(Saved data entries)

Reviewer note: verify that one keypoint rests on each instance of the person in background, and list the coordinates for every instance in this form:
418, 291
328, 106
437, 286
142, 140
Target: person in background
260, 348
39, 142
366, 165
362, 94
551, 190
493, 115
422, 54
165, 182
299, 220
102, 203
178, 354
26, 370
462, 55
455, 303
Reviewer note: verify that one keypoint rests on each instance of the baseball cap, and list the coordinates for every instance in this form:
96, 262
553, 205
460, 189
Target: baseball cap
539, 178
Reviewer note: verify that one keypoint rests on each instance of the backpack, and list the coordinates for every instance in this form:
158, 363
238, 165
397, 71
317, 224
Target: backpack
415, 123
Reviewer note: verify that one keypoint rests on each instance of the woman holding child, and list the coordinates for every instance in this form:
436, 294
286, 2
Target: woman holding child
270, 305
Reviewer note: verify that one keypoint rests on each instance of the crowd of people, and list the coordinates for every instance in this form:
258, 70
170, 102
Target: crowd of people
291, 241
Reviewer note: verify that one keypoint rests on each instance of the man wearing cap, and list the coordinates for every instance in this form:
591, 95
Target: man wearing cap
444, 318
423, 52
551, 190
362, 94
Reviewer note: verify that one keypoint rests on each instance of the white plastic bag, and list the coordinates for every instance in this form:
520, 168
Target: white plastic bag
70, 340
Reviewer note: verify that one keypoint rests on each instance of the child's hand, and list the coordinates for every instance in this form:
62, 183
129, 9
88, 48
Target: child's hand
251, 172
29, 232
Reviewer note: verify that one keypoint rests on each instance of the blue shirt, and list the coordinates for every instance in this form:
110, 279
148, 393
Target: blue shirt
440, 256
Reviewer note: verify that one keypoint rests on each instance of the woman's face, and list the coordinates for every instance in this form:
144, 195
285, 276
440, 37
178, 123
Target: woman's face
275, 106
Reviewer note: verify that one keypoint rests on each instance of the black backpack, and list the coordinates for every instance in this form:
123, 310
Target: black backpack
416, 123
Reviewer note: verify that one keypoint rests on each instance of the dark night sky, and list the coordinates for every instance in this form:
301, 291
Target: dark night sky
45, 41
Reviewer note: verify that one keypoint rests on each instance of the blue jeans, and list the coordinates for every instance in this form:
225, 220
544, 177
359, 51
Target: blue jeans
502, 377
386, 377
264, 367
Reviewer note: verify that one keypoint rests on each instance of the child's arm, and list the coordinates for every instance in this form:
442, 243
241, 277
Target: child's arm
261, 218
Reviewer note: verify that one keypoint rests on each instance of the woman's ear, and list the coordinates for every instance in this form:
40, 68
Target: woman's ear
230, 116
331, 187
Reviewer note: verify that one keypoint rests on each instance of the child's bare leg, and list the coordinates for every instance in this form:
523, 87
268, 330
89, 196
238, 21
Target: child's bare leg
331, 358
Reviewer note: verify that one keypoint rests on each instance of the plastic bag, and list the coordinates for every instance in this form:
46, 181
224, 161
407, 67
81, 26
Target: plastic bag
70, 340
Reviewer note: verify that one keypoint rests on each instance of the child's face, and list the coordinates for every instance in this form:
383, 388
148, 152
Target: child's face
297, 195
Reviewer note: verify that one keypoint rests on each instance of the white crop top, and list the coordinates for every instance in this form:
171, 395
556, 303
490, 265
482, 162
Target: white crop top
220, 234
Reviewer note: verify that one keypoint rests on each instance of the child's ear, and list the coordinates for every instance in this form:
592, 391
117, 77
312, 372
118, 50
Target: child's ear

* * *

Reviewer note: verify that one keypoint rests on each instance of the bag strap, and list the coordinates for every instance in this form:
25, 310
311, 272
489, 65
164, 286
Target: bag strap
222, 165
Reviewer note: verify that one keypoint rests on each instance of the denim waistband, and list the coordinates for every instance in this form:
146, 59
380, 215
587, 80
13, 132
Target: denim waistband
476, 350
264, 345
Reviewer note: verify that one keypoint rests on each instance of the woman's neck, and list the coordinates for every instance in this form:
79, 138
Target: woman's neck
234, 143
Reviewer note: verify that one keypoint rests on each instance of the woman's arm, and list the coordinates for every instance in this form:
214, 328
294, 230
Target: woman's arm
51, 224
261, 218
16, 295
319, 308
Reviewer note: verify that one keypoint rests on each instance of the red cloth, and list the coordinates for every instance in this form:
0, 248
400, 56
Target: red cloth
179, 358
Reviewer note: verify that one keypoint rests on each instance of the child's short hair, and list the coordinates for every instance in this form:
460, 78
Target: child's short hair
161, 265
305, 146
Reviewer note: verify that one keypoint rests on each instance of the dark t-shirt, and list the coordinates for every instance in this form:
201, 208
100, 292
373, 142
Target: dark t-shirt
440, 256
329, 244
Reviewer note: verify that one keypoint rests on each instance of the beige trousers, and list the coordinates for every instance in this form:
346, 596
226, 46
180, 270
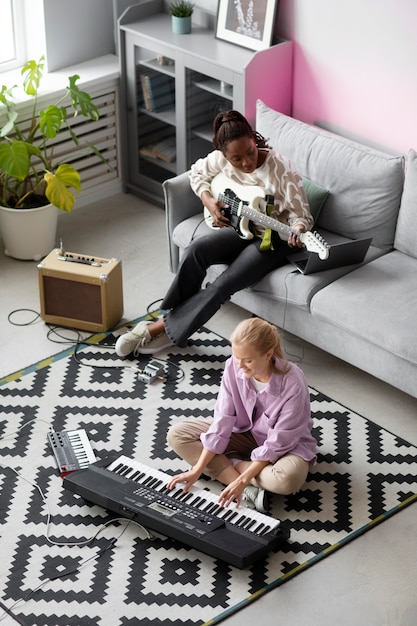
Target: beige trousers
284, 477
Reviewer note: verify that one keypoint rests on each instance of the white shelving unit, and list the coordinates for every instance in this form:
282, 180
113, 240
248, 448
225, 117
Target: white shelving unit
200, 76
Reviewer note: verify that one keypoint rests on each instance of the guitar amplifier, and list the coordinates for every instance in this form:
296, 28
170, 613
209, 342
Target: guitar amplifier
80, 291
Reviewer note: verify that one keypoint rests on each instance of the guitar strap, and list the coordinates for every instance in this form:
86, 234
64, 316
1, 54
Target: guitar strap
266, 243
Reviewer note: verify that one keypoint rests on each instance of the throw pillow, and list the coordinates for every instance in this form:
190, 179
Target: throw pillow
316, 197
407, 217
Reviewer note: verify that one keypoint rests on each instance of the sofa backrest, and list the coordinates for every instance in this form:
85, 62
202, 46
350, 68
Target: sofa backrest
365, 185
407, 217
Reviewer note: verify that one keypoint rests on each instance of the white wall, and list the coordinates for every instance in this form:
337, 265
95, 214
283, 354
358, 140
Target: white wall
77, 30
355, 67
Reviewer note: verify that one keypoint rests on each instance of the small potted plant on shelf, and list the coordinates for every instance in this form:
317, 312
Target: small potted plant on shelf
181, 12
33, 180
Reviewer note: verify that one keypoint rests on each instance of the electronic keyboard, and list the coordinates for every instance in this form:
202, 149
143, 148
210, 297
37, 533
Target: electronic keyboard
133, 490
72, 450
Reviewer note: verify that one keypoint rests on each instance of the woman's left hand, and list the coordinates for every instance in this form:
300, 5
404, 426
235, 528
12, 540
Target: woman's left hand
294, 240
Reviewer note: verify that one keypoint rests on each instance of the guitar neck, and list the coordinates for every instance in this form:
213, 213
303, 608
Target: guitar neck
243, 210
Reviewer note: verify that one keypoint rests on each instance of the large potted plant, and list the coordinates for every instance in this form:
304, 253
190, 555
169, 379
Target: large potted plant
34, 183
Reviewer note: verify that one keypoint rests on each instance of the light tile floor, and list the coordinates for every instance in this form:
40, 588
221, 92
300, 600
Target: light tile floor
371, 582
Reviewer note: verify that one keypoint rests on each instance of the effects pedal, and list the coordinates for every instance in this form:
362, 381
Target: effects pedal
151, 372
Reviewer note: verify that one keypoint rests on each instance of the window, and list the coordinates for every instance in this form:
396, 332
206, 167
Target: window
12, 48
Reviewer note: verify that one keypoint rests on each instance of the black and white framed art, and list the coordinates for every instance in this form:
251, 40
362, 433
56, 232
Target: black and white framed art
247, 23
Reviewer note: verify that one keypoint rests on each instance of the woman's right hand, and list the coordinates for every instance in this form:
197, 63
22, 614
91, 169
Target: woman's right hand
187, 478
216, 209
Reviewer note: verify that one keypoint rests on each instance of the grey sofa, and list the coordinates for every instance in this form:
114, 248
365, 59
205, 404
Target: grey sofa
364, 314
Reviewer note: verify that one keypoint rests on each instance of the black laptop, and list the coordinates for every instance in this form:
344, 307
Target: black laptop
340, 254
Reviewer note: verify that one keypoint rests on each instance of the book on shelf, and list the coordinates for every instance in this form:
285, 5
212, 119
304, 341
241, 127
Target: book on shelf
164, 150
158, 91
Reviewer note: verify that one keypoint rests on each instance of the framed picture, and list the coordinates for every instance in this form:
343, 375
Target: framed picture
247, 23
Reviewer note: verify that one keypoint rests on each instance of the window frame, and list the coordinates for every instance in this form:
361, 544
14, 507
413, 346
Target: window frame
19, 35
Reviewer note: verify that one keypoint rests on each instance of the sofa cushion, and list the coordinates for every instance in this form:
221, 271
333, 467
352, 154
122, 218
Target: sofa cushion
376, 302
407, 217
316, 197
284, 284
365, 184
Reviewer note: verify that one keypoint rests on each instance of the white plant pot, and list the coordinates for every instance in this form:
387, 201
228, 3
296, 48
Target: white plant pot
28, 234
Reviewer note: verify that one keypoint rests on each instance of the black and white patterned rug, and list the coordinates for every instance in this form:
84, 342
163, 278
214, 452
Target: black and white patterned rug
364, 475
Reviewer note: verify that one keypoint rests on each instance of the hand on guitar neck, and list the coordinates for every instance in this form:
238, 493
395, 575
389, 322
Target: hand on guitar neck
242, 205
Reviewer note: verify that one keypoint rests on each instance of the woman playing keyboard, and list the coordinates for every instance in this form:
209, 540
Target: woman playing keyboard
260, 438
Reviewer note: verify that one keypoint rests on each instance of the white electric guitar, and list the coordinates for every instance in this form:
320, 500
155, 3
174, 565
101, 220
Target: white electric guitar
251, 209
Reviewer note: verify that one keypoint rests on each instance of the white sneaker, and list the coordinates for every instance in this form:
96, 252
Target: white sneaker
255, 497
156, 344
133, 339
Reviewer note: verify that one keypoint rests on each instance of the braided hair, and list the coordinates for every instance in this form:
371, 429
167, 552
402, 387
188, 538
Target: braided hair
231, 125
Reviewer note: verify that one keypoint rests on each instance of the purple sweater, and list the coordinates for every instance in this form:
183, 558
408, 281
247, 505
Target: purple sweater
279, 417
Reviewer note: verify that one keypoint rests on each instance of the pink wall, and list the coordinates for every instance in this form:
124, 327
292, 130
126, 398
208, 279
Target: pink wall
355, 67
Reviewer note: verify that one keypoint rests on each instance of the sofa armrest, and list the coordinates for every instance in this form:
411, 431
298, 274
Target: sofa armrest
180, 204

DIRECTIVE
Report every line of the entries above that contains the word "braided", copying each line in full.

RESULT
Reviewer note: verify that one keypoint rests on each instance of the braided hair, and list the coordinates for every instance in this form:
Target: braided hair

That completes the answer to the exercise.